Learning how to Learn with ChatGPT

By Michael Faber // November 7, 2023

I was going to write up a short 1-page document explaining the differences between ChatGPT's two models: GPT 3.5 and (paid subscription model) GPT4.  I was going to explain some of the under-the-hood differences, like how GPT4 has a larger model size than the previous version, leading to a significantly improved understanding of linguistic structures.  I would have gone on to explain how this, plus the much larger token limit allows users to load in orders of magnitude more information, allowing for much more nuanced prompting and responses that understand more subtlety.  Then, I would add how this has resulted in a model that does much better in zero- and few-shot scenarios - in other words, is more accurate in places where the model hasn't been explicitly trained, and can make more sophisticated generalizations without prior knowledge.  And I would have ended this section on its rote capabilities by talking about how some of the beta features allow for multi-modal inputs, including providing the system with images and data to then process and reply.

The point of all that setup would have been to lay the groundwork for an argument about equity and access.  Most of those improvements, capabilities, and additional sophistication come with the $20/month GPT Plus account, leaving the free version with the previous stats.  (I may have gone on a parenthetical aside here (as I am wont to do) to point out that GPT3.5 is plenty powerful enough for most use cases, and is supremely up to the task of basic information paraphrasing, writing, and analysis.  But then would have pivoted to the next point, which is that) Duke students with means and access to paid tools would still find a potentially inequitable advantage over their peers who cannot.  And yes, this inequality already exists with tools like Chegg or other "homework helper applications", but ChatGPT seems to be something different.  It feels less like another flash in the pan app, and more like a fundamental change in how we access, process, and interact with information, akin to the Internet itself, and probably should be treated as such.  Including how access, or lack thereof, can create unfair learning conditions.

images of computers, labelled with gpt 3.5 and gpt4, illustrating how you can use chatgpt to learn programming

Over the last few weeks, I have used both GPT3.5 and GPT4 to do a variety of tasks, some of which are fine on both, some of which fail miserably on both, and a few that truly show the difference between 3.5 and 4.  On basic tasks like writing drafts, coming up with weekly meal plans, and things like that, of course both are up to the task, and not very instructive on capability.  On the other end of the spectrum, I found a Harvard Physics "Problem of the Week" website which had some very tricky math and physics problems (and more importantly, the solutions).  Time after time, giving it the exact problem, it found creative and exciting ways to get it the solutions horribly wrong.  GPT3.5 and GPT4 were for the most part similarly unsuccessful, though each in their own unique way 💫.  GPT4's LaTeX interpreter at least made its incorrect answers look pretty.

■ Task instructions:
A. What monthly price does the ChatGPT post give for the GPT Plus account?
B. Quote everything in the ChatGPT post from "Over the last" down to "answers look pretty.".
The records have nothing to do with the ChatGPT post.

■ Entries supplied:
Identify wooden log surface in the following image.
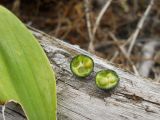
[0,28,160,120]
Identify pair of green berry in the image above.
[70,54,119,90]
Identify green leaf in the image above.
[0,6,56,120]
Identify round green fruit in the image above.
[96,70,119,90]
[70,54,94,77]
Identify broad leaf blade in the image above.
[0,6,56,120]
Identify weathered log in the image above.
[0,28,160,120]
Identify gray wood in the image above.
[0,28,160,120]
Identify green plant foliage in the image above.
[0,6,56,120]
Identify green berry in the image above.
[96,70,119,90]
[70,54,94,77]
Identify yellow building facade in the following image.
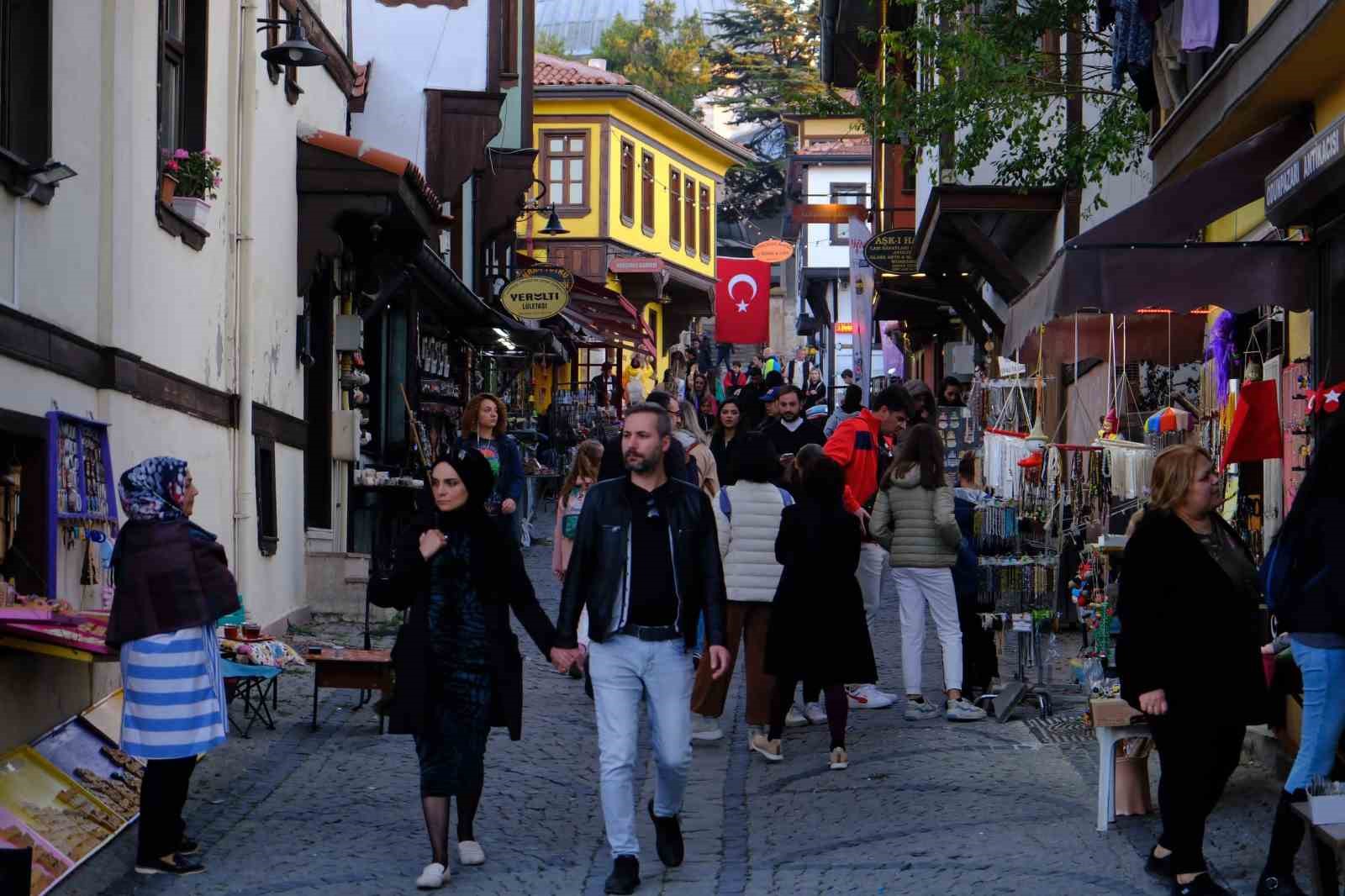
[520,54,752,378]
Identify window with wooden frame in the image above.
[682,177,695,258]
[701,183,711,261]
[831,183,869,246]
[668,168,682,249]
[542,130,589,218]
[159,0,210,157]
[641,150,654,237]
[621,140,635,228]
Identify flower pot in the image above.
[172,197,210,228]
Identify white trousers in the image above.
[892,567,962,696]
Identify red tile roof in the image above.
[298,123,453,224]
[533,52,630,86]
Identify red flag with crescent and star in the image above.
[715,258,771,343]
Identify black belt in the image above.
[619,625,682,640]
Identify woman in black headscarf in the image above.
[372,446,573,889]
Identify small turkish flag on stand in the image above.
[715,258,771,345]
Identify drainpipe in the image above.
[231,0,257,619]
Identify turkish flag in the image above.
[1220,379,1284,466]
[715,258,771,345]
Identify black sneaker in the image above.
[1173,874,1233,896]
[650,799,686,867]
[1145,853,1175,880]
[136,853,206,878]
[603,856,641,896]
[1256,874,1307,896]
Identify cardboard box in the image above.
[1088,697,1142,728]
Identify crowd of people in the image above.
[108,333,1345,896]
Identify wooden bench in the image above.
[304,647,393,735]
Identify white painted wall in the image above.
[351,0,487,166]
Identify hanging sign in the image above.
[863,229,916,273]
[752,240,794,265]
[500,276,570,320]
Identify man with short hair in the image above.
[823,385,910,709]
[556,403,729,893]
[762,385,827,464]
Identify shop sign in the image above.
[752,240,794,265]
[520,265,574,292]
[1266,116,1345,228]
[500,277,570,320]
[863,229,916,273]
[607,256,666,273]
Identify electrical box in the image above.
[332,315,365,351]
[332,410,359,461]
[943,342,977,379]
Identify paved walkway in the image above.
[58,547,1306,896]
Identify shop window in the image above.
[668,168,682,249]
[641,150,654,237]
[831,183,869,246]
[542,130,589,218]
[621,140,635,228]
[253,436,280,557]
[0,0,51,175]
[683,177,695,257]
[159,0,210,161]
[701,183,711,261]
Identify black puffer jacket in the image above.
[556,473,728,648]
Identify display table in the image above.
[1294,804,1345,896]
[1094,725,1154,834]
[304,647,393,735]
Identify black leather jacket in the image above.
[556,477,728,648]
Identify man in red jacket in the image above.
[823,385,910,709]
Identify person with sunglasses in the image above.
[556,403,729,893]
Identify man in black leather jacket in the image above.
[556,403,729,893]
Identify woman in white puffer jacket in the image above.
[691,432,794,743]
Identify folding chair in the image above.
[219,659,281,737]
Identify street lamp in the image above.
[257,12,327,69]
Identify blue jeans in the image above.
[589,635,691,858]
[1284,638,1345,793]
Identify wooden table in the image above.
[1294,804,1345,896]
[304,647,393,735]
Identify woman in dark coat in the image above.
[752,457,878,771]
[374,446,561,889]
[1116,445,1266,896]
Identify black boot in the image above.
[603,856,641,896]
[1256,790,1306,896]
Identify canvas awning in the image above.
[1004,117,1311,351]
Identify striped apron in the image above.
[121,625,229,759]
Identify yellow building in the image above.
[520,54,753,381]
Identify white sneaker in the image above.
[905,697,939,721]
[457,840,486,865]
[845,685,894,709]
[691,713,724,741]
[944,697,986,721]
[415,862,452,889]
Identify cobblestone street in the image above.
[59,547,1306,896]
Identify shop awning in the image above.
[1004,117,1311,351]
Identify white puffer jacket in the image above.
[710,480,794,603]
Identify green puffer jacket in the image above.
[869,466,962,569]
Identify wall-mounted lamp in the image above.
[257,13,327,69]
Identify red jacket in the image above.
[822,408,883,513]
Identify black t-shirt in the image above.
[625,479,678,625]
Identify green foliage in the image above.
[859,0,1148,206]
[593,0,710,117]
[709,0,854,220]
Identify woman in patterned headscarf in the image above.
[108,457,240,874]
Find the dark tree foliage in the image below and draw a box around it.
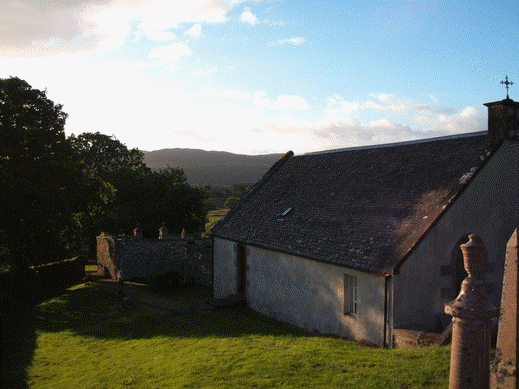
[69,133,205,239]
[0,77,107,269]
[69,132,149,181]
[131,167,206,238]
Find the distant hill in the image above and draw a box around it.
[144,149,283,186]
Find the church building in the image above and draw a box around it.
[212,96,519,346]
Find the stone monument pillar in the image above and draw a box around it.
[490,230,519,389]
[159,222,169,239]
[445,234,499,389]
[133,223,142,240]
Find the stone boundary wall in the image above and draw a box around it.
[97,236,213,286]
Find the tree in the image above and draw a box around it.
[69,132,149,181]
[0,77,106,269]
[69,132,205,239]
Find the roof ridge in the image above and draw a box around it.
[211,150,294,235]
[297,131,488,157]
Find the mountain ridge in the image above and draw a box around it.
[143,148,283,186]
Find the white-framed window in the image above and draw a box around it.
[344,274,358,315]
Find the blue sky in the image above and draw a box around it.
[0,0,519,154]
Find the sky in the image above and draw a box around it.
[0,0,519,155]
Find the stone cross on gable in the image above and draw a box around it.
[501,76,514,99]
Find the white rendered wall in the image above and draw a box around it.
[246,247,385,346]
[394,141,519,327]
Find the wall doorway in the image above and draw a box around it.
[452,235,469,299]
[237,244,247,294]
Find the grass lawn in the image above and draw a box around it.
[85,264,97,273]
[2,284,450,389]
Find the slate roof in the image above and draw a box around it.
[213,132,496,274]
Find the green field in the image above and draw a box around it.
[1,284,450,389]
[205,209,229,233]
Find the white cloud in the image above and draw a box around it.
[184,24,202,38]
[244,9,258,26]
[272,95,310,111]
[415,107,487,134]
[360,93,453,115]
[197,86,251,102]
[148,43,192,63]
[132,61,158,69]
[271,37,306,46]
[252,91,310,112]
[0,0,246,57]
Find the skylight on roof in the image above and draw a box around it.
[279,207,292,216]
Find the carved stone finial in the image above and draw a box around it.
[501,76,514,100]
[159,222,169,239]
[445,234,499,389]
[133,223,142,239]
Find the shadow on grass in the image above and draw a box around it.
[0,282,82,389]
[36,285,313,340]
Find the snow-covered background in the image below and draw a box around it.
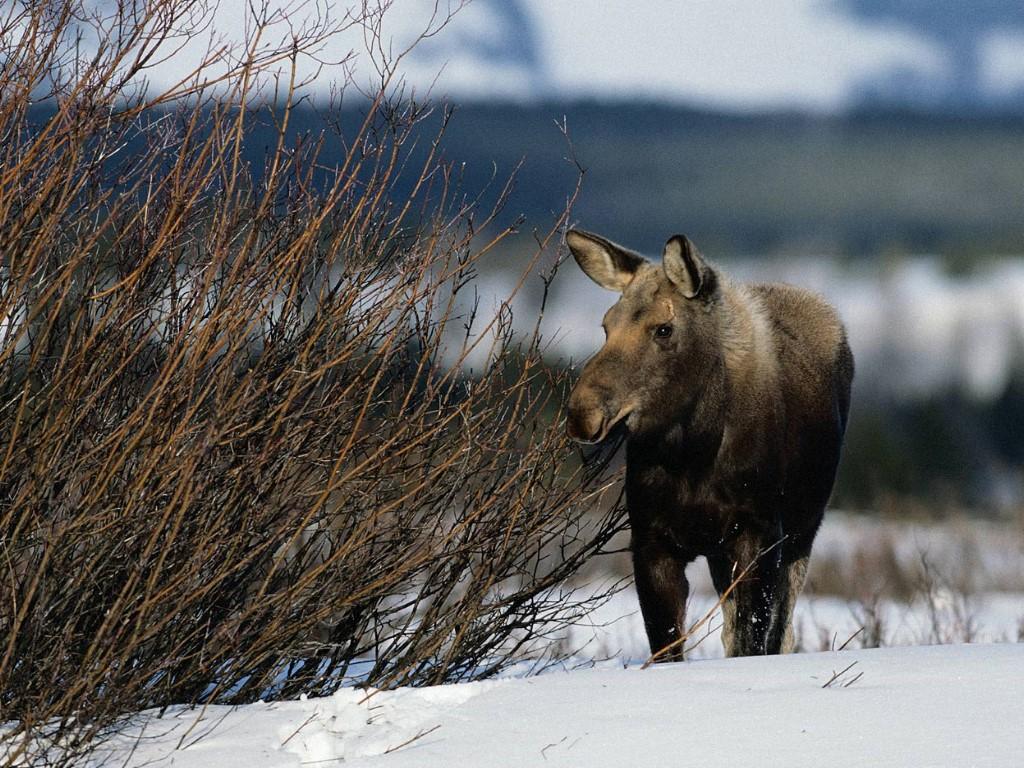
[128,0,1024,112]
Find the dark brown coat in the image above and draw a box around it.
[566,230,853,658]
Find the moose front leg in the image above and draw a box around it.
[708,535,782,656]
[633,543,690,662]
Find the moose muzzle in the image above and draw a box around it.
[565,381,633,442]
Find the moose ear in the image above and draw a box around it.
[662,234,713,299]
[565,229,646,293]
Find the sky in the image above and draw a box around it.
[130,0,1024,113]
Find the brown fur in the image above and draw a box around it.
[566,230,853,658]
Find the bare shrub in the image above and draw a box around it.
[0,0,622,763]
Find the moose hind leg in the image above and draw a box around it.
[708,537,781,656]
[771,548,811,653]
[633,545,689,662]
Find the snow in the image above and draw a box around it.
[95,644,1024,768]
[79,0,1024,112]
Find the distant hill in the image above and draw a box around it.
[25,102,1024,261]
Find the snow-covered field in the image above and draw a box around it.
[9,513,1024,768]
[95,644,1024,768]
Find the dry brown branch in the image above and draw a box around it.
[0,0,622,764]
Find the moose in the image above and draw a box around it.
[565,229,854,660]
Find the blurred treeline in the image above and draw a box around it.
[22,97,1024,513]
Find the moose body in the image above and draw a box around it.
[566,230,853,660]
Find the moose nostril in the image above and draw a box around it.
[565,410,604,441]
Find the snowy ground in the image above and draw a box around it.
[90,644,1024,768]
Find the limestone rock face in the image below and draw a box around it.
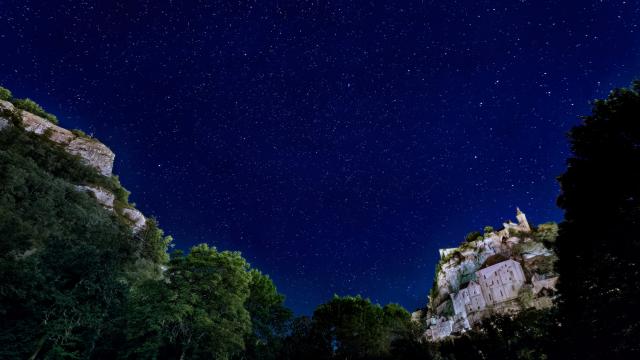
[76,185,115,210]
[0,100,115,176]
[0,100,15,111]
[67,137,116,176]
[122,208,147,233]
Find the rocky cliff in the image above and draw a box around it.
[0,100,146,232]
[413,209,558,341]
[0,100,115,176]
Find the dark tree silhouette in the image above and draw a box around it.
[556,81,640,359]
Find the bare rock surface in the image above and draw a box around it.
[122,208,147,233]
[67,137,116,176]
[0,100,115,176]
[76,185,115,210]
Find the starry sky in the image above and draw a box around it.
[0,0,640,314]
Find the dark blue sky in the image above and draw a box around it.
[0,0,640,313]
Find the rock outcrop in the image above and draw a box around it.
[122,208,147,233]
[0,100,147,233]
[76,185,116,211]
[415,209,558,341]
[0,100,115,176]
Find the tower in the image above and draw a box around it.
[516,207,531,231]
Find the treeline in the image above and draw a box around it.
[0,82,640,360]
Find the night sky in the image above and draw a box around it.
[0,0,640,314]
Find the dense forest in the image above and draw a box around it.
[0,82,640,359]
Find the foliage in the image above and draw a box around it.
[555,81,640,359]
[430,309,561,360]
[242,269,292,359]
[0,121,135,358]
[533,222,558,247]
[281,296,416,359]
[127,244,251,359]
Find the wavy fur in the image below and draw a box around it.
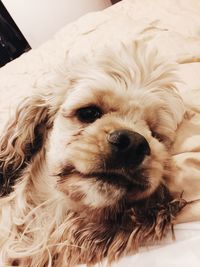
[0,42,186,267]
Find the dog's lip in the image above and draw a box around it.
[58,165,149,192]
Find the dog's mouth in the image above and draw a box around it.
[58,166,150,193]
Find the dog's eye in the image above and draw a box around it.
[76,106,102,123]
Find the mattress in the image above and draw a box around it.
[0,0,200,267]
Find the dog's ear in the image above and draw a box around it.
[0,95,56,195]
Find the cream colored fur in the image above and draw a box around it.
[0,42,185,267]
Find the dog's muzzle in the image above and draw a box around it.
[107,129,151,167]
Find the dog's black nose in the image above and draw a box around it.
[107,130,150,164]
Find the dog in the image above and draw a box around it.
[0,41,189,267]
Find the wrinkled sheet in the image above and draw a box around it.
[0,0,200,267]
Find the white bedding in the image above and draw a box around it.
[0,0,200,267]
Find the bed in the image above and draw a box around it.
[0,0,200,267]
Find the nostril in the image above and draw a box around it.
[108,131,131,151]
[135,139,151,156]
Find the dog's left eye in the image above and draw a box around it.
[76,106,103,123]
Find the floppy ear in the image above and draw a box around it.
[0,95,55,195]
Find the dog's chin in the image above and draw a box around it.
[59,166,156,213]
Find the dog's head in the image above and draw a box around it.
[0,43,184,216]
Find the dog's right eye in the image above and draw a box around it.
[76,106,103,123]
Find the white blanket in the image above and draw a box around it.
[0,0,200,267]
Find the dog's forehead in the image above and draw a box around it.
[62,86,141,111]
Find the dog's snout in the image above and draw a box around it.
[107,130,150,163]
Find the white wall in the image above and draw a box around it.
[2,0,111,48]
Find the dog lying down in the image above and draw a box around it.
[0,42,197,267]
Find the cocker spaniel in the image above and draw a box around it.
[0,42,189,267]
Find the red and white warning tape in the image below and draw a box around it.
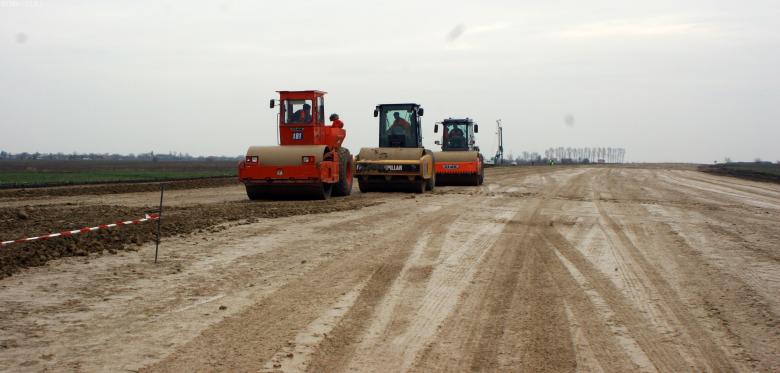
[0,214,160,246]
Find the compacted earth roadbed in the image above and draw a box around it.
[0,165,780,372]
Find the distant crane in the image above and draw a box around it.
[493,119,504,166]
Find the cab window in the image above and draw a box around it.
[284,100,312,124]
[442,123,469,149]
[379,109,417,148]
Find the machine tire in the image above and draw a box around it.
[425,170,436,192]
[333,148,352,197]
[412,180,428,194]
[314,183,333,200]
[246,185,263,201]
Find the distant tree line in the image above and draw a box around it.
[0,150,241,162]
[544,147,626,163]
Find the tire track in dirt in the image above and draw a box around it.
[310,170,544,371]
[413,173,579,371]
[144,195,454,372]
[610,170,780,371]
[300,211,457,372]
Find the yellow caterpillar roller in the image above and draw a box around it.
[355,104,436,193]
[433,118,485,185]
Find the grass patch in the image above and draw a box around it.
[700,162,780,183]
[0,161,236,188]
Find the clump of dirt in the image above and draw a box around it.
[0,198,380,278]
[0,177,238,198]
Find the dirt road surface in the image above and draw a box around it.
[0,167,780,372]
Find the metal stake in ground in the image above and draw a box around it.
[154,184,165,263]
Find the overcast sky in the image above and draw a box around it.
[0,0,780,163]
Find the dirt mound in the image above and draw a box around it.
[0,177,238,198]
[0,199,379,278]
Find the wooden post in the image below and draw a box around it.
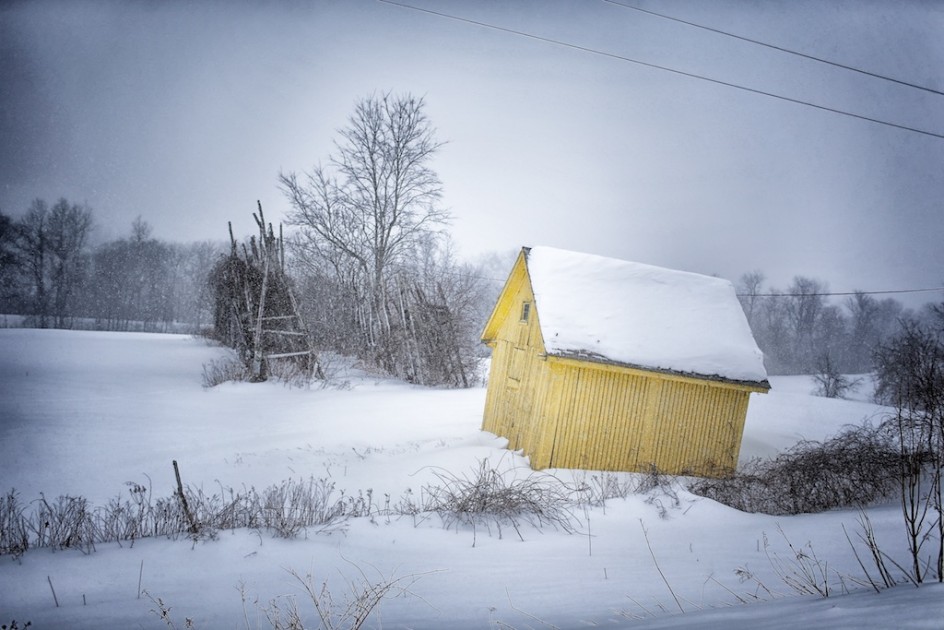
[174,459,199,534]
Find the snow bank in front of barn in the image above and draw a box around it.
[528,247,767,382]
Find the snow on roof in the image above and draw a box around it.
[527,247,767,383]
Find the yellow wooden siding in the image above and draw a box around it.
[532,365,749,475]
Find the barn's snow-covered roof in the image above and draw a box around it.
[527,247,767,383]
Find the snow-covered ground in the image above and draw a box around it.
[0,329,944,629]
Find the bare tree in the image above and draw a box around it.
[784,276,827,373]
[279,93,470,385]
[738,270,766,328]
[0,212,20,312]
[875,318,944,582]
[279,93,449,314]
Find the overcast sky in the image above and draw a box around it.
[0,0,944,302]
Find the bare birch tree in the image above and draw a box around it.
[279,93,461,382]
[279,93,449,312]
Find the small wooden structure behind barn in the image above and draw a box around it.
[482,247,770,476]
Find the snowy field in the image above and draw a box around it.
[0,329,944,629]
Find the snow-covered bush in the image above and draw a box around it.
[424,459,578,544]
[691,424,900,514]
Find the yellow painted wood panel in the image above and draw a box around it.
[482,249,766,475]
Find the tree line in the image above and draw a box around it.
[737,271,936,374]
[0,93,930,387]
[0,198,220,332]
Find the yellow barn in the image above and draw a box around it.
[482,247,770,476]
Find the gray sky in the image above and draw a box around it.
[0,0,944,302]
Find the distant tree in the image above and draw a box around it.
[279,94,484,385]
[737,270,766,328]
[784,276,828,374]
[875,310,944,582]
[0,212,19,312]
[46,198,92,327]
[90,217,180,330]
[279,94,449,317]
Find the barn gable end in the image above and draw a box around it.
[482,248,769,476]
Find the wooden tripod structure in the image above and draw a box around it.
[229,201,324,381]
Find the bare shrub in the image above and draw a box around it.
[0,489,29,559]
[690,424,900,514]
[0,477,360,558]
[263,562,432,630]
[262,477,344,538]
[812,353,862,398]
[424,459,577,545]
[26,494,96,554]
[573,471,642,510]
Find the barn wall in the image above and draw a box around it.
[482,256,763,476]
[518,358,751,476]
[482,252,546,450]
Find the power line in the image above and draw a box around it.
[603,0,944,96]
[377,0,944,140]
[737,287,944,297]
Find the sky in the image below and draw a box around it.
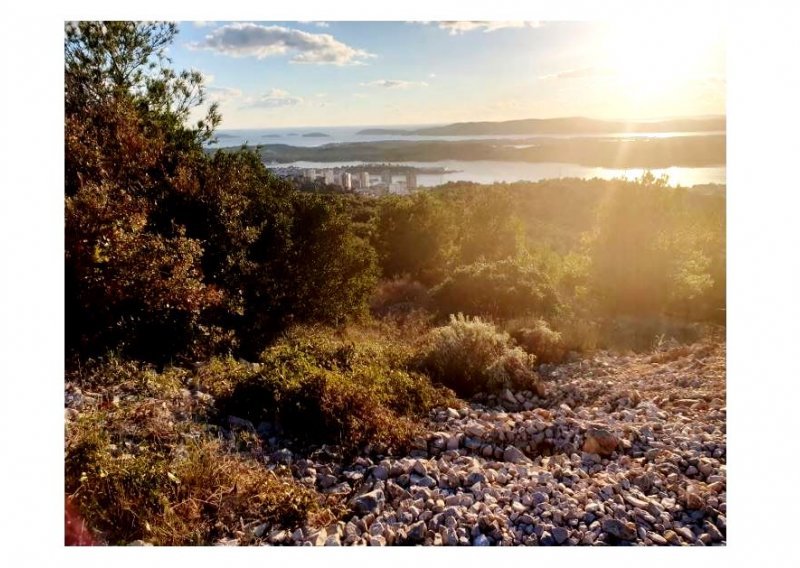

■ Solutions to the tasks:
A. $20 per month

B.
Over the last few weeks, I have used both GPT3.5 and GPT4 to do a variety of tasks, some of which are fine on both, some of which fail miserably on both, and a few that truly show the difference between 3.5 and 4.  On basic tasks like writing drafts, coming up with weekly meal plans, and things like that, of course both are up to the task, and not very instructive on capability.  On the other end of the spectrum, I found a Harvard Physics "Problem of the Week" website which had some very tricky math and physics problems (and more importantly, the solutions).  Time after time, giving it the exact problem, it found creative and exciting ways to get it the solutions horribly wrong.  GPT3.5 and GPT4 were for the most part similarly unsuccessful, though each in their own unique way 💫.  GPT4's LaTeX interpreter at least made its incorrect answers look pretty.